◆ **Exercise**
Write out the material below exactly, beginning at the line that contains "shown in [911,669]." and ending with its last line, both ends included; write nothing else.
start The records
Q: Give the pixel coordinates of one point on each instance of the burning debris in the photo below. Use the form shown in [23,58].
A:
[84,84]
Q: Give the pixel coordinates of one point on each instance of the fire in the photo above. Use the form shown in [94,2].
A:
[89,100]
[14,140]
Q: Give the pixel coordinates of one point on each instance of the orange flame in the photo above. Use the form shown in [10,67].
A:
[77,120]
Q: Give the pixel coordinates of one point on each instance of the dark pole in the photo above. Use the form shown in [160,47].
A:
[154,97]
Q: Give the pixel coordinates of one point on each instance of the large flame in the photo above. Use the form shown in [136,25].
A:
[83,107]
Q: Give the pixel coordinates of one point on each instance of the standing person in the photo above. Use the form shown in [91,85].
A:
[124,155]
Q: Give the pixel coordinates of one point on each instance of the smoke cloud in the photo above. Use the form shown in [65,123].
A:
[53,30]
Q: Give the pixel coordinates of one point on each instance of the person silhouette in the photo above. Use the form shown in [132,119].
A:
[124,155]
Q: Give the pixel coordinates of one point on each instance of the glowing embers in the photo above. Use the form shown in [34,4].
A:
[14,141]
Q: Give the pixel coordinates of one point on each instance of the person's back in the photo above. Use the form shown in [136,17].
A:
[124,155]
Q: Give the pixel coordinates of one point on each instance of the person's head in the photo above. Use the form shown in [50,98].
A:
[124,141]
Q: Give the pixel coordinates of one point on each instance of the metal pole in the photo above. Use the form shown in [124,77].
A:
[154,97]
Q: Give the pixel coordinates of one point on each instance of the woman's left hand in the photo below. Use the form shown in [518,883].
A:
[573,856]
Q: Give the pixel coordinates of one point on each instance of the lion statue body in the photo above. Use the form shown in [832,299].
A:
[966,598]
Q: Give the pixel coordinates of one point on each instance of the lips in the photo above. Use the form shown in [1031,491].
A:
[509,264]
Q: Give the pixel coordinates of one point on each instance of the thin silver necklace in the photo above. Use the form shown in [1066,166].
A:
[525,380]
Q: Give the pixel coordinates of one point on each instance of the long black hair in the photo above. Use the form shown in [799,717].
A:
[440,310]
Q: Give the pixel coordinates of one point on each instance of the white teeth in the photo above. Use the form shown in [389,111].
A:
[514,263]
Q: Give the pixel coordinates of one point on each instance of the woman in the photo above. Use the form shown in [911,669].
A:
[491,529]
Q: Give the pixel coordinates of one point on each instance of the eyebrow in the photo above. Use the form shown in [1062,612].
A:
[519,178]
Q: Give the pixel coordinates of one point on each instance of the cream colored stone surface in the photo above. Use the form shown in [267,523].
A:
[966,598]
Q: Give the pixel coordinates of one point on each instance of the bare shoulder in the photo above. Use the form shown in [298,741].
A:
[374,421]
end The records
◆ **Written response**
Q: Give the pixel coordinates of one point on each instance of the woman in the photo above. Use the form shown in [911,669].
A:
[491,529]
Q: Give the pixel coordinates of one point on each instance of the eyebrow in the photo above. Use the form shown in [1062,612].
A:
[519,178]
Q: Give the pixel coordinates of one point on each instance of the cream colored stone surface in the photo above. Use the form shown in [267,523].
A:
[966,598]
Q: Give the pixel coordinates of one point on each instance of the bare shoulder in the photo above. Use the form shown in [298,741].
A:
[374,421]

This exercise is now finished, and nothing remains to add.